____ AUSGEWÄHLTER TEXT
Ein Zeitzeuge, wohnlich renoviert
Wer ein altes Haus zum Umbauen sucht, braucht Geduld und Glück. Die Familie Röttger hatte beides und wohnt nun modern in historischer Substanz. Beim Bauen erlebte sie freudige Überraschungen und auch weniger schöne – doch das ist nun vergessen.
Die Gutenbergstrasse ist eine ruhige Quartierstrasse in Winterthur-Töss, an der die Zeit stehen geblieben zu sein scheint. Der Strassenbelag ist nicht der neueste und von Neubauten fehlt jede Spur: Auf ihrer Nordseite stehen immer noch die fünf Häuser, die in den 1890er-Jahren entstanden sind.
Und auch auf der Südseite hat sich nichts geändert: Das Gutenberg-Schulhaus mit Turnhalle wurde 1891 erstellt und die reformierte, Kirche sogar bereits 1855. Auch die grosszügigen Grünflächen, die diese Bauten umgeben, blieben bis heute erhalten.
Im modernen Luxus unwohl gefühlt
In dieser Tössemer Idylle hat die Familie Röttger ihr neues Zuhause gefunden. Zwar erst nach längerer Suche, dafür entspricht es nun genau ihren Vorstellungen: Ihr Traum war ein Haus mit möglichst viel alter Substanz. Und deswegen sind sie vor zweieinhalb Jahren sogar extra aus dem Aargau nach Winterthur gezogen.
«Es war ein ganz bewusster Entscheid: Wir hatten die Stadt anlässlich einer Hausbesichtigung kennen gelernt und sofort gemocht», erzählt Nicola Röttger. Auch lebten sie zuvor in einer komplett anderen Wohnsituation: In einem modernen Bau mit Pool, Wintergarten und «allem Schischi», wie sie sagt. «Trotzdem fühlten wir uns dort nicht ganz wohl.»
«Es waren einige Objekte darunter, die uns sehr gut gefallen hätten, aber wir wurden leider nicht ausgewählt.»
________
____ AUSGEWÄHLTE DATENSÄTZE
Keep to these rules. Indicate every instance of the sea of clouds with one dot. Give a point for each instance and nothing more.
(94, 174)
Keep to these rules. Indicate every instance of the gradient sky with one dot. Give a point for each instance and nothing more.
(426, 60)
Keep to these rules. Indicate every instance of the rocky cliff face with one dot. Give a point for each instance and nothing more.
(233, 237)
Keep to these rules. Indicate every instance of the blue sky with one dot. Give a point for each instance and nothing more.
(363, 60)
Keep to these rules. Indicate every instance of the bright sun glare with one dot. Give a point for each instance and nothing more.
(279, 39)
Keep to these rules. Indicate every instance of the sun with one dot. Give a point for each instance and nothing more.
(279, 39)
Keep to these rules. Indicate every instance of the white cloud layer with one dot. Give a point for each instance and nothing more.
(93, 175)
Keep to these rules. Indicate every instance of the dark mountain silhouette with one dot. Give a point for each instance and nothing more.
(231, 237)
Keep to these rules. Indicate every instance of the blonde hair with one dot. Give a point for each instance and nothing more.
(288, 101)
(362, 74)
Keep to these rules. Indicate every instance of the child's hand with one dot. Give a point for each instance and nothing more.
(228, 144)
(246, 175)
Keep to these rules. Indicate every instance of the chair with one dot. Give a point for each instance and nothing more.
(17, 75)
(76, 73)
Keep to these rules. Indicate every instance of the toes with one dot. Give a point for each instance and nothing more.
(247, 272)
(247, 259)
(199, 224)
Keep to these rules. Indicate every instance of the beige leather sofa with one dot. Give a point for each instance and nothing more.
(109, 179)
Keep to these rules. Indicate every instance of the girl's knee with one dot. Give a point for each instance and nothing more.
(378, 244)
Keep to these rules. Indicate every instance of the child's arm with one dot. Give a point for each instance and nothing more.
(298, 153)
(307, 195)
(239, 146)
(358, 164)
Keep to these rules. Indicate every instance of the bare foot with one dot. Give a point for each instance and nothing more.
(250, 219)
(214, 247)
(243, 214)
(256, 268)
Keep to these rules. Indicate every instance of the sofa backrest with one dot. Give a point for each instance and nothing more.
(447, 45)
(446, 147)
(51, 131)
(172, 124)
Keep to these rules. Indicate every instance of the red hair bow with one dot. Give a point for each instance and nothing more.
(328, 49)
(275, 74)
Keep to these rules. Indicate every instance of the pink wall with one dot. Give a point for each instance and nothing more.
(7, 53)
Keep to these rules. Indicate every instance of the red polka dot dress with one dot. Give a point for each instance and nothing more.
________
§ **AUFGABE**: Übernehmen Sie aus dem Artikel über das renovierte Haus alles von „Die Gutenbergstrasse ist“ bis hinunter zu „nach Winterthur gezogen.“ und ändern Sie dabei „Turnhalle“ in „Sporthalle“. Stützen Sie sich ausschliesslich auf den Artikel über das renovierte Haus.

§ **VOLLSTÄNDIGE ANTWORT**:
Die Gutenbergstrasse ist eine ruhige Quartierstrasse in Winterthur-Töss, an der die Zeit stehen geblieben zu sein scheint. Der Strassenbelag ist nicht der neueste und von Neubauten fehlt jede Spur: Auf ihrer Nordseite stehen immer noch die fünf Häuser, die in den 1890er-Jahren entstanden sind.
Und auch auf der Südseite hat sich nichts geändert: Das Gutenberg-Schulhaus mit Sporthalle wurde 1891 erstellt und die reformierte, Kirche sogar bereits 1855. Auch die grosszügigen Grünflächen, die diese Bauten umgeben, blieben bis heute erhalten.
Im modernen Luxus unwohl gefühlt
In dieser Tössemer Idylle hat die Familie Röttger ihr neues Zuhause gefunden. Zwar erst nach längerer Suche, dafür entspricht es nun genau ihren Vorstellungen: Ihr Traum war ein Haus mit möglichst viel alter Substanz. Und deswegen sind sie vor zweieinhalb Jahren sogar extra aus dem Aargau nach Winterthur gezogen.